Records for this task ▸
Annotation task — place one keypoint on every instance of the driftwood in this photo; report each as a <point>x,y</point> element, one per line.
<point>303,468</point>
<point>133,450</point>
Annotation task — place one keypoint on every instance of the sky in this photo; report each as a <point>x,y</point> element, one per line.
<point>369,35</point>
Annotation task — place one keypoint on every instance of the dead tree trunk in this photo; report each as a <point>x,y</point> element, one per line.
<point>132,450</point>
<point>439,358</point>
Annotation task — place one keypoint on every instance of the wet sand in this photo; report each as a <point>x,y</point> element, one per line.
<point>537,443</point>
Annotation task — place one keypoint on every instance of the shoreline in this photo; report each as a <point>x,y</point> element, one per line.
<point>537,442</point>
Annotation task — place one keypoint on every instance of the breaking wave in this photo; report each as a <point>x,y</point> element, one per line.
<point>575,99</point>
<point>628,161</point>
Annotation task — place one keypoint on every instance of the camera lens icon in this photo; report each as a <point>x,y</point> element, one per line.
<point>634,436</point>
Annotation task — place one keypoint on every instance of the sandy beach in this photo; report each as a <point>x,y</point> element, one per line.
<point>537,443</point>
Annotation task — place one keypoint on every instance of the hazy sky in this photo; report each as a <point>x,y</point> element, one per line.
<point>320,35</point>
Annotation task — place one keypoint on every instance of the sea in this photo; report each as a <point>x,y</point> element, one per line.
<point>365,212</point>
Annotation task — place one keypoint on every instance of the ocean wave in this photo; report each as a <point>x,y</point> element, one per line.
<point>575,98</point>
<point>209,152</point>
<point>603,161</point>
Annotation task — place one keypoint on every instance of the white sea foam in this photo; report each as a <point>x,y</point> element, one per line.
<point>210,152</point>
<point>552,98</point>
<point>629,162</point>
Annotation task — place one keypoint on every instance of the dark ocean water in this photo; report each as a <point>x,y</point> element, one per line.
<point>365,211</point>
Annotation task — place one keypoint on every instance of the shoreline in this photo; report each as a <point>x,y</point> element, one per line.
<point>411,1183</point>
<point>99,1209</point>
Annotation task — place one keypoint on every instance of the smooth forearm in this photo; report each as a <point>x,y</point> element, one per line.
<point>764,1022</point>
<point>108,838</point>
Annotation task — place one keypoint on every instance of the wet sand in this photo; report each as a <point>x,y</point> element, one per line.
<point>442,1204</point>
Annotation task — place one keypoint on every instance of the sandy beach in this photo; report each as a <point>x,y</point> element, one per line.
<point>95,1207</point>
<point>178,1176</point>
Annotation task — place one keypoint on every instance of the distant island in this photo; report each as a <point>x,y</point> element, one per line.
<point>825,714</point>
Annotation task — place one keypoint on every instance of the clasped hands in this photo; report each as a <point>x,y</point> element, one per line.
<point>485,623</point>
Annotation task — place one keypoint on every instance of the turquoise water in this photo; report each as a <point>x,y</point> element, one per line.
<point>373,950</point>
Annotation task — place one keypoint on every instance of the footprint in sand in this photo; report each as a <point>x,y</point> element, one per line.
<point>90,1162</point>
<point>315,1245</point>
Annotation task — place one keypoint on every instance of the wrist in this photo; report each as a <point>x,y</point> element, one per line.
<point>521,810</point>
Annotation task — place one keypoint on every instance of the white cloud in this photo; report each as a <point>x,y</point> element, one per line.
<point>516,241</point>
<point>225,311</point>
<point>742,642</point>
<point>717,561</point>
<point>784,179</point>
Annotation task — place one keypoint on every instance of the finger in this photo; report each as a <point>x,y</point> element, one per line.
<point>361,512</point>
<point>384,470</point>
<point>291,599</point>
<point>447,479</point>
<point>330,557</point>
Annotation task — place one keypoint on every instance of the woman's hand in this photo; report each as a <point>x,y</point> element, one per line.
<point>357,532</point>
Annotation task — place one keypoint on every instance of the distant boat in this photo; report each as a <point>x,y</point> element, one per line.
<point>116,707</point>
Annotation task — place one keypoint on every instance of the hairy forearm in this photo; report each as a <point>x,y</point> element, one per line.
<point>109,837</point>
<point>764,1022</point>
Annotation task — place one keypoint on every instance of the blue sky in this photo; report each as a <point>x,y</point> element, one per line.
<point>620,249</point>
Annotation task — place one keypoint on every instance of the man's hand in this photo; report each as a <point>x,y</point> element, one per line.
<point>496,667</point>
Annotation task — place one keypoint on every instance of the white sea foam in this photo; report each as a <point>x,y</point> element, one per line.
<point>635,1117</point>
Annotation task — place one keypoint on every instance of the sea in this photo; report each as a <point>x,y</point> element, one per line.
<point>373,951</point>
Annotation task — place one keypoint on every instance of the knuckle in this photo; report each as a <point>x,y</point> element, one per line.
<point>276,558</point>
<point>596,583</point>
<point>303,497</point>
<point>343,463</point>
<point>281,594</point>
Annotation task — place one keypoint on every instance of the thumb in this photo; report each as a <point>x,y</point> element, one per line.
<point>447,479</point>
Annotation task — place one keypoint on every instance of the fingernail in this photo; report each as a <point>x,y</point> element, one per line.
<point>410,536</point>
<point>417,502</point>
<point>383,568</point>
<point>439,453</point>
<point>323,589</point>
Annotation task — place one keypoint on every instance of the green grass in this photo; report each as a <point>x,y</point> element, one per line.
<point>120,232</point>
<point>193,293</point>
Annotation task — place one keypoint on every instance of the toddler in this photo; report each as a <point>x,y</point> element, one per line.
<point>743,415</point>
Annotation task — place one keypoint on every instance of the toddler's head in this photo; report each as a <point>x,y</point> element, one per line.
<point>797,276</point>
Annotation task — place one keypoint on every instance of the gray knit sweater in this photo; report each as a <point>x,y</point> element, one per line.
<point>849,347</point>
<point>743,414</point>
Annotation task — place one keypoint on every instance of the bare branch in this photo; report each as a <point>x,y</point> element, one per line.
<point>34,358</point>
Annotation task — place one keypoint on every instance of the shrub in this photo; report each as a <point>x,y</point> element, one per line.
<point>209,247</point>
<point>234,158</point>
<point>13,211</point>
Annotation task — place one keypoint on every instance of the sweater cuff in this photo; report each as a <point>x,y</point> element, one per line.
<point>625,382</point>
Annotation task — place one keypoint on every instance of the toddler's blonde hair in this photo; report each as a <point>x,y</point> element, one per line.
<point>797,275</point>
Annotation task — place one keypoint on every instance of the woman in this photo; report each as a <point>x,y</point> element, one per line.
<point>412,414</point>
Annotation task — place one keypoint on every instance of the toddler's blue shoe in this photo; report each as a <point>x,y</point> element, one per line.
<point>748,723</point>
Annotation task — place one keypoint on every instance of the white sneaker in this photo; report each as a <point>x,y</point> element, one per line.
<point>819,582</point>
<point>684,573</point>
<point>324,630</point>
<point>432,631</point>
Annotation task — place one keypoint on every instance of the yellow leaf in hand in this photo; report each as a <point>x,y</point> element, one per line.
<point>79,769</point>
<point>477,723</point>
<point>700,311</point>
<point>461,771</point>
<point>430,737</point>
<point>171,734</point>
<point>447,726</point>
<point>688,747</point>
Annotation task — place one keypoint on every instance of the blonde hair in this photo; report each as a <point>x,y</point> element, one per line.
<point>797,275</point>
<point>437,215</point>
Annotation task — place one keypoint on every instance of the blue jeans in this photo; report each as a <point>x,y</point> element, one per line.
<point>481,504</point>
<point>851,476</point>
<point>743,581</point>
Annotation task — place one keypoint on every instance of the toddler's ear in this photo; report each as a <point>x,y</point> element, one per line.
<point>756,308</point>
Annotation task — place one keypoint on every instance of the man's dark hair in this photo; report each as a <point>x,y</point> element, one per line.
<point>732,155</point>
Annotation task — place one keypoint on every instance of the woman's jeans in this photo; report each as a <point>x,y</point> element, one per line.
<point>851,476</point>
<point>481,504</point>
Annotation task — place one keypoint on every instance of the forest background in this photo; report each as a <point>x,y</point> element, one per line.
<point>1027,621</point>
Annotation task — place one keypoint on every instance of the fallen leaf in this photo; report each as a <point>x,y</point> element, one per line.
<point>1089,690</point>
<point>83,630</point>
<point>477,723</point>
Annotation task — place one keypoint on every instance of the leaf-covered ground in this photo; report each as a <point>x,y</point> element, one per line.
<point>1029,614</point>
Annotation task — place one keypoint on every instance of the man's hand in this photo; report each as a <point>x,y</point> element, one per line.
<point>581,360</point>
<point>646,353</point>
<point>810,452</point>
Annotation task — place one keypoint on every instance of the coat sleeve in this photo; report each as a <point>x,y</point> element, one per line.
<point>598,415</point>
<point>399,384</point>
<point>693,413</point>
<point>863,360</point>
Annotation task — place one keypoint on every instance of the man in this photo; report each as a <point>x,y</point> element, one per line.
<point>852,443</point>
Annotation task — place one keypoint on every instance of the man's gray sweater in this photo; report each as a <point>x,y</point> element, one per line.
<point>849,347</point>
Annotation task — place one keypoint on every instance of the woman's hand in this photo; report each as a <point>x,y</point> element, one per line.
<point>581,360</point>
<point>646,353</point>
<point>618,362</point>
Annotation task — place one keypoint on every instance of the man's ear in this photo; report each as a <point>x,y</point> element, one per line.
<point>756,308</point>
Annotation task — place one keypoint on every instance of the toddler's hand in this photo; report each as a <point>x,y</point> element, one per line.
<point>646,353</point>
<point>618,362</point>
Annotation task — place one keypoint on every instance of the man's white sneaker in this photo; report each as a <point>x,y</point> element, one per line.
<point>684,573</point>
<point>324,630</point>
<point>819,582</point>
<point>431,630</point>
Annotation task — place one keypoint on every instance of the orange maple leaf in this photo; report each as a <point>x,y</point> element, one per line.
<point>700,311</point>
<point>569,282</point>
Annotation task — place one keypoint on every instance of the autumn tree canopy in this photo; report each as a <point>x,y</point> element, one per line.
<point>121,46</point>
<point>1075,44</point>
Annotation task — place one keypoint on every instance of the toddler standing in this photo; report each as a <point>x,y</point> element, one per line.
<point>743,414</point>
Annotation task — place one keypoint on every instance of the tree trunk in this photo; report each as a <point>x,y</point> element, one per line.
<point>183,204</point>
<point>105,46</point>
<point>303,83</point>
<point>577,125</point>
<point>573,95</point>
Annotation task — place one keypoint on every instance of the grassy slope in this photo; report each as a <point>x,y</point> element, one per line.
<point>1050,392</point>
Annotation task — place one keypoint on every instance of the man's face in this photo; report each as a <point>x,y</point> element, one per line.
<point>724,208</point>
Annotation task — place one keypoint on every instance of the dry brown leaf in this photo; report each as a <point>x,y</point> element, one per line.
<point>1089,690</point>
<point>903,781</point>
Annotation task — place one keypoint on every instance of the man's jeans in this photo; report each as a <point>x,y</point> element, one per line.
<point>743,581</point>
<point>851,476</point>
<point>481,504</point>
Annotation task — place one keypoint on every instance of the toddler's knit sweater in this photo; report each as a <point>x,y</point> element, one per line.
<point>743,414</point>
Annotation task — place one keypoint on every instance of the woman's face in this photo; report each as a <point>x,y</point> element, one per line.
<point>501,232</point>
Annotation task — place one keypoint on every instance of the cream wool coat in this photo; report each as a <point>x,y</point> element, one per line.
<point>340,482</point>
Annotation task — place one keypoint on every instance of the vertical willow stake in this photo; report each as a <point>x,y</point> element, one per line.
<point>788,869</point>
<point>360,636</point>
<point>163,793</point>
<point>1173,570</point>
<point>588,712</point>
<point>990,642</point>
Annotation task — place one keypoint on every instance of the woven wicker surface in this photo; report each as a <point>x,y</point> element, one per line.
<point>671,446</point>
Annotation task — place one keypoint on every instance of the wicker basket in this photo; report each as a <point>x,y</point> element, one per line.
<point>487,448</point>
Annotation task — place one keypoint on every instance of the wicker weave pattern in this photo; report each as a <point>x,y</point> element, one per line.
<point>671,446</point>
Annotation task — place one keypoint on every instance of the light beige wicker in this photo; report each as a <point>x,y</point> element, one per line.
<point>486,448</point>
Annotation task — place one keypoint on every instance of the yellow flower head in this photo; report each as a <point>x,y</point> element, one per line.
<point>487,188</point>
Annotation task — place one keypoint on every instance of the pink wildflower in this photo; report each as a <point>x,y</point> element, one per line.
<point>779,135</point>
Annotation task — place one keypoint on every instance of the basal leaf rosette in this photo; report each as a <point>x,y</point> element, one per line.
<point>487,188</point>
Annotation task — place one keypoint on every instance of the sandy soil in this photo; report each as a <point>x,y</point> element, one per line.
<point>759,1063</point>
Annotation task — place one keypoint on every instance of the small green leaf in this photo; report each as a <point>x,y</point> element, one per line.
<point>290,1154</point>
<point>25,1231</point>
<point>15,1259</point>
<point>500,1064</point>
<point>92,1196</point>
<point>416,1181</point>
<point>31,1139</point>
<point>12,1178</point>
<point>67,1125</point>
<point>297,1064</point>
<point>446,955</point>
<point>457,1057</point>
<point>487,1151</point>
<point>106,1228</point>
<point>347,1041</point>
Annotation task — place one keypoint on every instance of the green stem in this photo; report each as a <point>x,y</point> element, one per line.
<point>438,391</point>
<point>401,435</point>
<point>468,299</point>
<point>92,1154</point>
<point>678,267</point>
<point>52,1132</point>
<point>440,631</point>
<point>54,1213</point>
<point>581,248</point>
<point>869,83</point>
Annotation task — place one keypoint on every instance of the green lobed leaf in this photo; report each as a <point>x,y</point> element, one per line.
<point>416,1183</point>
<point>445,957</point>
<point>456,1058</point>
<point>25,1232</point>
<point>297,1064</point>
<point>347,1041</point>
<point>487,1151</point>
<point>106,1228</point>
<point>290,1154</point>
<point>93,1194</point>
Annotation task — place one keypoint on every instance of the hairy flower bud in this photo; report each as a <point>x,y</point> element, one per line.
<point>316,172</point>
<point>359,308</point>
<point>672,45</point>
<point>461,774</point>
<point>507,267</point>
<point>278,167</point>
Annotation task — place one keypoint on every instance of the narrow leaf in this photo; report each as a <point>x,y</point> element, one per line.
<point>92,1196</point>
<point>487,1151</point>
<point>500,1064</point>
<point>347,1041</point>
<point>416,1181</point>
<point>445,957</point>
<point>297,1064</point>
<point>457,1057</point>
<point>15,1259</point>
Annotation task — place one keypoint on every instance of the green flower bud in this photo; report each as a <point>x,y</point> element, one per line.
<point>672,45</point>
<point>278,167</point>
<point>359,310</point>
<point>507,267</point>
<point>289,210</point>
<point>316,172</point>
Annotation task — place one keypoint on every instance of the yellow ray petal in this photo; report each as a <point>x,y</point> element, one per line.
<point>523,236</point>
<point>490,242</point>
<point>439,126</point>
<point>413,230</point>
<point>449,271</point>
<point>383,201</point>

Task goal ▸ Rewrite the stretch from the start of the entries through the line containing "<point>439,358</point>" as a Markdown table with two columns, Number and Line. Give one row per line and omit blank lines.

Task output ▸
| Number | Line |
|---|---|
| 1 | Annotation task — place one keypoint on every instance of the driftwood in this photo; report each as a <point>x,y</point> element, one per line. |
| 2 | <point>303,468</point> |
| 3 | <point>133,450</point> |
| 4 | Annotation task — place one keypoint on every instance of the sky in this photo; report each as a <point>x,y</point> element, one per line. |
| 5 | <point>369,35</point> |
| 6 | Annotation task — place one keypoint on every instance of the dead tree trunk in this photo; report each as a <point>x,y</point> element, one per line. |
| 7 | <point>132,450</point> |
| 8 | <point>439,358</point> |